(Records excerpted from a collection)
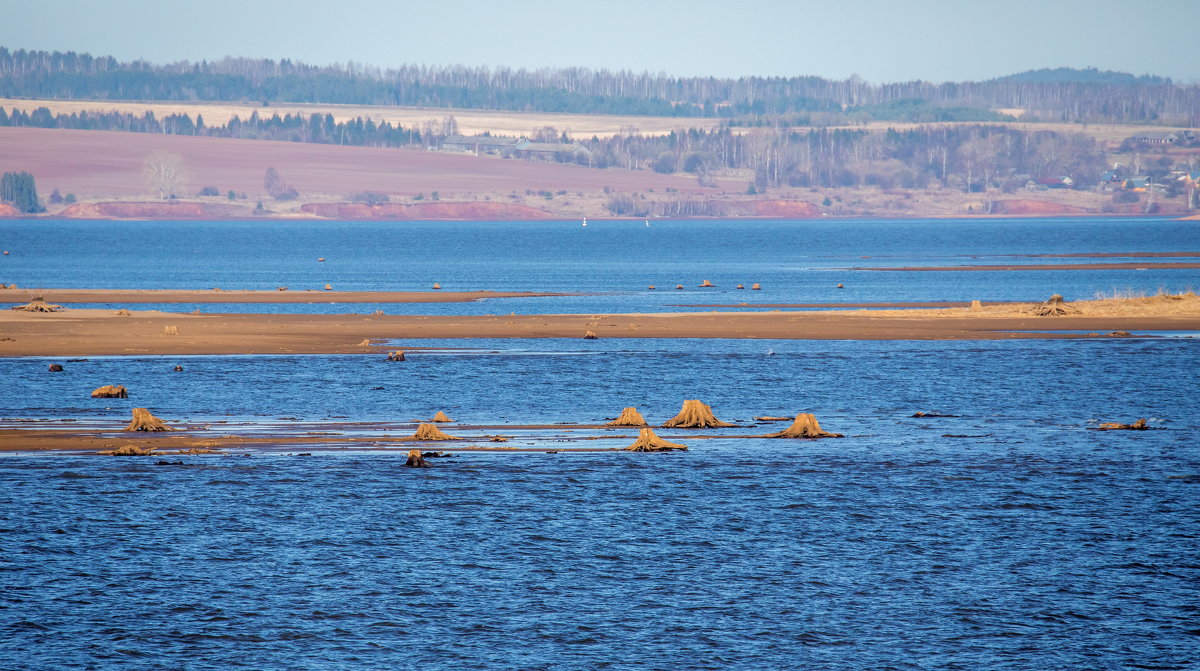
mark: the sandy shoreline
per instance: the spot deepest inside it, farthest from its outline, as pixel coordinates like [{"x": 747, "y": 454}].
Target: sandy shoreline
[
  {"x": 267, "y": 297},
  {"x": 83, "y": 333},
  {"x": 1149, "y": 265}
]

**EXERCISE REQUIREMENTS**. Output every text line of the records above as a JSON list of strings, one string per line, with blank lines omitted. Leave the pictures out.

**RESPONSE BELOW**.
[
  "mark: the sandy shoreline",
  "per instance: the spot deepest inside it, farthest from its outline, as pixel coordinates like [{\"x\": 747, \"y\": 454}].",
  "Target: sandy shoreline",
  "[",
  "  {\"x\": 267, \"y\": 297},",
  "  {\"x\": 83, \"y\": 333},",
  "  {\"x\": 1149, \"y\": 265}",
  "]"
]